____ Bagian Teks

Oleh: Riga Fasya Dwi Jamaludin, Mahasiswa Politeknik Negeri Jakarta
Perkembangan teknologi digital yang pesat ibarat pedang bermata dua. Di satu sisi, ia memudahkan akses informasi kapan pun dan di mana pun. Namun di sisi lain, teknologi juga mempercepat penyebaran berita bohong atau hoaks yang menyesatkan publik. Hoaks sendiri merupakan informasi palsu yang dikemas seolah-olah fakta, dengan tujuan memanipulasi opini masyarakat. Dampaknya bisa berbahaya, mulai dari memicu konflik sosial, politik, hingga mengancam keselamatan publik.
Di Indonesia, masalah hoaks bukan lagi hal baru. Menteri Komunikasi dan Informatika (Menkominfo) pernah menyebutkan ada lebih dari 800 ribu situs web yang menjadi sumber penyebaran hoaks dan ujaran kebencian. Laporan Kominfo juga mencatat, sepanjang tahun 2020 terdapat 3.464 konten hoaks yang berhasil diidentifikasi. Tren tersebut terus berlanjut hingga 2023 dengan 1.615 konten hoaks berhasil ditangani — meningkat dibanding tahun sebelumnya.
Ancaman Nyata Hoaks di Indonesia
Meskipun indeks literasi digital Indonesia pada 2024 mencapai skor 3,65 dari skala 5 (kategori tinggi), masyarakat masih sangat rentan terhadap jebakan informasi palsu. Kesadaran publik untuk memverifikasi kebenaran informasi masih jauh dari ideal.
Dalam acara Jurnalistik Expo Day 2025 di Auditorium Perpustakaan Politeknik Negeri Jakarta, Alfons Yoshio Hartanto, pemeriksa fakta dari Tirto.id, mengungkapkan bahwa hanya 21% hingga 36% masyarakat yang mampu mengenali hoaks dengan benar. Menurutnya, “Berita palsu biasanya dibuat sensasional dan emosional, sehingga banyak orang membagikannya tanpa sempat melakukan verifikasi.”
Salah satu contoh dampak fatal hoaks adalah misinformasi terkait Covid-19, yang menurut laporan global menyebabkan lebih dari 800 kematian di seluruh dunia akibat masyarakat mengikuti informasi palsu dan mengabaikan protokol kesehatan.

________

## Soal Latihan
A) Jawablah pertanyaan berikut berdasarkan teks tentang hoaks di Indonesia.
(i) Berapa jumlah konten hoaks yang berhasil diidentifikasi sepanjang tahun 2020 menurut laporan Kominfo?
(ii) Berapa skor indeks literasi digital Indonesia pada 2024?
(iii) Menurut Alfons Yoshio Hartanto, berapa persen masyarakat yang mampu mengenali hoaks dengan benar?
B) Lanjutkan teks tentang hoaks di Indonesia, dimulai setelah kalimat terakhir yang ditampilkan.

____ Cuplikan Data

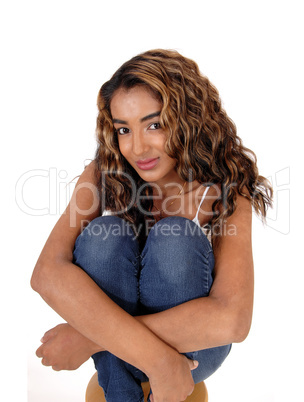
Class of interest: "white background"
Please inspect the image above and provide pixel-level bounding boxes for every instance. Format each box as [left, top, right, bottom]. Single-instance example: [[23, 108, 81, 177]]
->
[[0, 0, 304, 402]]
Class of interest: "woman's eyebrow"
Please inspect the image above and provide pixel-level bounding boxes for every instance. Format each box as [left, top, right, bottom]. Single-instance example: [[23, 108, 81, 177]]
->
[[112, 111, 160, 124]]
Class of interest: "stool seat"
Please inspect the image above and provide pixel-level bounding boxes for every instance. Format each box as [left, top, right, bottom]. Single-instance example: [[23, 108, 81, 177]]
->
[[85, 372, 208, 402]]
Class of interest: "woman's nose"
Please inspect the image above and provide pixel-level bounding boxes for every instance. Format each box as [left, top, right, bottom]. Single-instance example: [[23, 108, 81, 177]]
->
[[132, 133, 149, 156]]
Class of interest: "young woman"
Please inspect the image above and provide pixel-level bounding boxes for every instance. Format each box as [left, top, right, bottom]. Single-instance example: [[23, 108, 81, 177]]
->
[[32, 50, 272, 402]]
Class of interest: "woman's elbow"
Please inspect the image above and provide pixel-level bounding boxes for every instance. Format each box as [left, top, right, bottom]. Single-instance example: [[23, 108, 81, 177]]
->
[[232, 310, 252, 343], [31, 261, 46, 293], [30, 260, 56, 299]]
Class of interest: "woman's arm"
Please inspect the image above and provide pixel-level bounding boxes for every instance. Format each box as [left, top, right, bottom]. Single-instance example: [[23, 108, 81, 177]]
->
[[31, 163, 197, 400]]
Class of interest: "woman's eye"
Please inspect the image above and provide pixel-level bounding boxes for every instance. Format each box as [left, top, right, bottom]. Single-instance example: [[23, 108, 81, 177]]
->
[[149, 123, 160, 130], [115, 127, 130, 135]]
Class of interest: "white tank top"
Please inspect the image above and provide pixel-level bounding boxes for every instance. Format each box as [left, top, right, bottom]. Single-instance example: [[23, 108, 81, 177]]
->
[[102, 187, 212, 246]]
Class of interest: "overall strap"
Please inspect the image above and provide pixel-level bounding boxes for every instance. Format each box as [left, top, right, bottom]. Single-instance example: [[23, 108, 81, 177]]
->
[[193, 187, 210, 222]]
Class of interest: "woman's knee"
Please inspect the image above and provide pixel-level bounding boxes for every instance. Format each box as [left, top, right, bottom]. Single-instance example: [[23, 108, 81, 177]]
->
[[140, 217, 214, 312]]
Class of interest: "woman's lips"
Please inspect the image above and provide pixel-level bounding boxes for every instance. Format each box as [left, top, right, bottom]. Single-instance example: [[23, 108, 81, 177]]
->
[[136, 158, 159, 170]]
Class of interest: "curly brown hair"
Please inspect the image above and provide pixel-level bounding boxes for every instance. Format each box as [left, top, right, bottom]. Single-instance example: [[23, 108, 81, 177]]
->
[[95, 49, 272, 240]]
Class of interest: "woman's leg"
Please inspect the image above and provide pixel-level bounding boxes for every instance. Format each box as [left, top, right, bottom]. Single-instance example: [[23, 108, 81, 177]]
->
[[140, 217, 231, 383], [74, 216, 146, 402]]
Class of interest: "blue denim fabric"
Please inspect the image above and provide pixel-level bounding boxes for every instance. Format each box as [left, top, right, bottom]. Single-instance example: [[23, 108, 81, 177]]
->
[[74, 216, 231, 402]]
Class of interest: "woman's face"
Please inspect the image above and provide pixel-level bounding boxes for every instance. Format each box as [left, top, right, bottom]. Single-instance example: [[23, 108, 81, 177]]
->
[[110, 86, 180, 184]]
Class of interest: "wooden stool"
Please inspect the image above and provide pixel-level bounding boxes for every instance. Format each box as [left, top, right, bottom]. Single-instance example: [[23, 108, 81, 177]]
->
[[86, 373, 208, 402]]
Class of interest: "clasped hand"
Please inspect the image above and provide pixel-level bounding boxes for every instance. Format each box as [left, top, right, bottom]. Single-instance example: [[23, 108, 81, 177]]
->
[[36, 324, 101, 371], [36, 324, 198, 402]]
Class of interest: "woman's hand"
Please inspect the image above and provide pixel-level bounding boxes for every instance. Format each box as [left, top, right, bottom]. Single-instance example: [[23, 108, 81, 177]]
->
[[149, 355, 198, 402], [36, 324, 102, 371]]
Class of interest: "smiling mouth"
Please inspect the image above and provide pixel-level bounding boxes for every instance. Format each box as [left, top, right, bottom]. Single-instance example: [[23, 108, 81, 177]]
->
[[136, 158, 159, 170]]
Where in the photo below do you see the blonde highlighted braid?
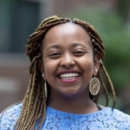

________

## Jawaban Soal
A)
(i) 3.464 konten hoaks.
(ii) 3,65 dari skala 5 (kategori tinggi).
(iii) Hanya 21% hingga 36%.

B)
Evolusi Hoaks: Dari Teks ke Deepfake AI
Jika dulu hoaks hanya berbentuk teks atau gambar editan sederhana, kini bentuknya semakin canggih berkat dukungan multimedia dan kecerdasan buatan (AI). Pada Pemilu 2024, Masyarakat Anti Fitnah Indonesia (Mafindo) mencatat 2.330 hoaks sepanjang 2023, di mana 55,5% di antaranya berkaitan dengan isu politik. Platform YouTube menjadi sumber terbesar, dengan 44,66% hoaks berasal dari video.
Video deepfake menjadi ancaman baru: rekaman palsu yang sangat realistis meniru wajah atau suara tokoh publik. Nuril Hidayah, Ketua Komite Litbang Mafindo, menegaskan, “Membedakan konten hoaks berbasis AI sangat sulit. Kita memerlukan alat deteksi yang lebih canggih untuk menghasilkan analisis yang akurat.”
Jurnalis dan Teknologi: Pertahanan Informasi di Era Digital
Dalam menghadapi gelombang hoaks yang semakin kompleks, kolaborasi antara jurnalis dan teknologi menjadi keharusan. Dunia akademik telah mengembangkan model machine learning seperti Random Forest (RF) dan Multinomial Naïve Bayes (MNB) yang terbukti mampu mengklasifikasi berita hoaks berbahasa Indonesia dengan tingkat akurasi mencapai 96%.
“Teknologi bukan ancaman bagi jurnalis, melainkan mitra,” ujar Alfons Yoshio Hartanto di Jurnalistik Expo Day 2025. “Pekerjaan kreatif seperti jurnalisme tak bisa digantikan oleh AI, tapi jika kita tidak beradaptasi, kita akan digantikan oleh mereka yang paham teknologi.”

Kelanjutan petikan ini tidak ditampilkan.